● TASK INPUT
*****

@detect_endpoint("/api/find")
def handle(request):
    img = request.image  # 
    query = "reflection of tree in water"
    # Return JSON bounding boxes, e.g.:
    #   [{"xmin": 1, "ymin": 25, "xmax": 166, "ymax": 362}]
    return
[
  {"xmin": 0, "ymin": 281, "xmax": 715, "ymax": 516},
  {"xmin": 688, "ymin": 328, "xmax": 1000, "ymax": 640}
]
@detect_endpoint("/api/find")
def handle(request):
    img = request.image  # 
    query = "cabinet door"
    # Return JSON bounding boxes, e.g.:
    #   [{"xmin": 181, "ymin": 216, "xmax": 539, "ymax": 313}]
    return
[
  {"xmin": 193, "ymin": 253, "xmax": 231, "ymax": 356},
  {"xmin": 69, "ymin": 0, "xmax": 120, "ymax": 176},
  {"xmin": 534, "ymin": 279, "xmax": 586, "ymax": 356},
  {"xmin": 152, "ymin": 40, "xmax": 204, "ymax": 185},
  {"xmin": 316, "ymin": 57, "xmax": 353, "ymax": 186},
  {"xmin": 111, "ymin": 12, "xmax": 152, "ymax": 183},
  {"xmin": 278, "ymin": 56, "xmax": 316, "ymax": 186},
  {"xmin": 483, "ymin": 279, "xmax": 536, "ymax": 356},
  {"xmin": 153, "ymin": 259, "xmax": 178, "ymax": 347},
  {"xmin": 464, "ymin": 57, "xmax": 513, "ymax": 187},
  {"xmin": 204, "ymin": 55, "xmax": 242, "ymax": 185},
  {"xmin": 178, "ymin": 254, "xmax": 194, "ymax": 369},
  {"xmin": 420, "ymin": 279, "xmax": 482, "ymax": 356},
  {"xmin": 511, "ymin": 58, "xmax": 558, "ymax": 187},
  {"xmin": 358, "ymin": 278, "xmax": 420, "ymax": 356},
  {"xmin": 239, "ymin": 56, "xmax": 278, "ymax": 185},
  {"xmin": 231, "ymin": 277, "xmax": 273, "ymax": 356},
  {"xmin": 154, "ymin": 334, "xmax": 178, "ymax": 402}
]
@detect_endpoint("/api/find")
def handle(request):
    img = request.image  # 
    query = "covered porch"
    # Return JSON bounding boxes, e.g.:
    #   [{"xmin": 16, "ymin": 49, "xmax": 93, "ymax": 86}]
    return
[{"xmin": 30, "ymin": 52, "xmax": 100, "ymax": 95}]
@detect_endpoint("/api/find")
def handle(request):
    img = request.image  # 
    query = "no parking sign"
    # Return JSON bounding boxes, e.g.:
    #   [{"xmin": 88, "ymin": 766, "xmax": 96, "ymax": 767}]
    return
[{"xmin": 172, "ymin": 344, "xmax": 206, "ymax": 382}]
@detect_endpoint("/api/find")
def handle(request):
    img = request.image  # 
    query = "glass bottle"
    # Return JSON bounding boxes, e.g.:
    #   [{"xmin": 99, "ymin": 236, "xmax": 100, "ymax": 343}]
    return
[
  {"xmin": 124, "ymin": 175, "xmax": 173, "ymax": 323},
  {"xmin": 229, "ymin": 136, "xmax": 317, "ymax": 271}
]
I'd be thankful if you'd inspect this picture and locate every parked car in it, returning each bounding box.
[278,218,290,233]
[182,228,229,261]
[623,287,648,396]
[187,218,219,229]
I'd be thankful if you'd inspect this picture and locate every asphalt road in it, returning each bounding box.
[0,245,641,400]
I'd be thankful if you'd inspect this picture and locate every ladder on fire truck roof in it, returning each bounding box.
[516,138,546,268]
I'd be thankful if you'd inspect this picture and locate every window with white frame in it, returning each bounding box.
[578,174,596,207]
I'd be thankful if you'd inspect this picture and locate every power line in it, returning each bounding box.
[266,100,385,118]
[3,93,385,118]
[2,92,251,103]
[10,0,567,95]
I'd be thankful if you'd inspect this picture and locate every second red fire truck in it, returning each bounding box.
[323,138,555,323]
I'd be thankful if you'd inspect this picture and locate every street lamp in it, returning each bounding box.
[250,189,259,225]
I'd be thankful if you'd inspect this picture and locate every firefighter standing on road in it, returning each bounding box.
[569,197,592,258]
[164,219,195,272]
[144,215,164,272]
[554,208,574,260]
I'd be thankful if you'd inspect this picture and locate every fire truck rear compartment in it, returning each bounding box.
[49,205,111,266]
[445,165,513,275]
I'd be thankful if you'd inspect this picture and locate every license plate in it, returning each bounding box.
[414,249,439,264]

*****

● YOUR INSTRUCTIONS
Copy out the lines from the one containing "asphalt road in it, returning each bounding box." through the one containing "[578,174,596,207]", reproducing them unchanged.

● COMPLETE OUTPUT
I'd be thankful if you'd inspect this picture and locate every asphalt road in it, returning each bounding box.
[0,245,641,400]
I'd be thankful if you'd inspect this picture and locate every ladder on fire truck roof in it, returning each bounding box.
[516,138,546,268]
I'd be thankful if you'd inspect this picture and locate every window with white frame in it, returning each bounding box.
[578,174,596,207]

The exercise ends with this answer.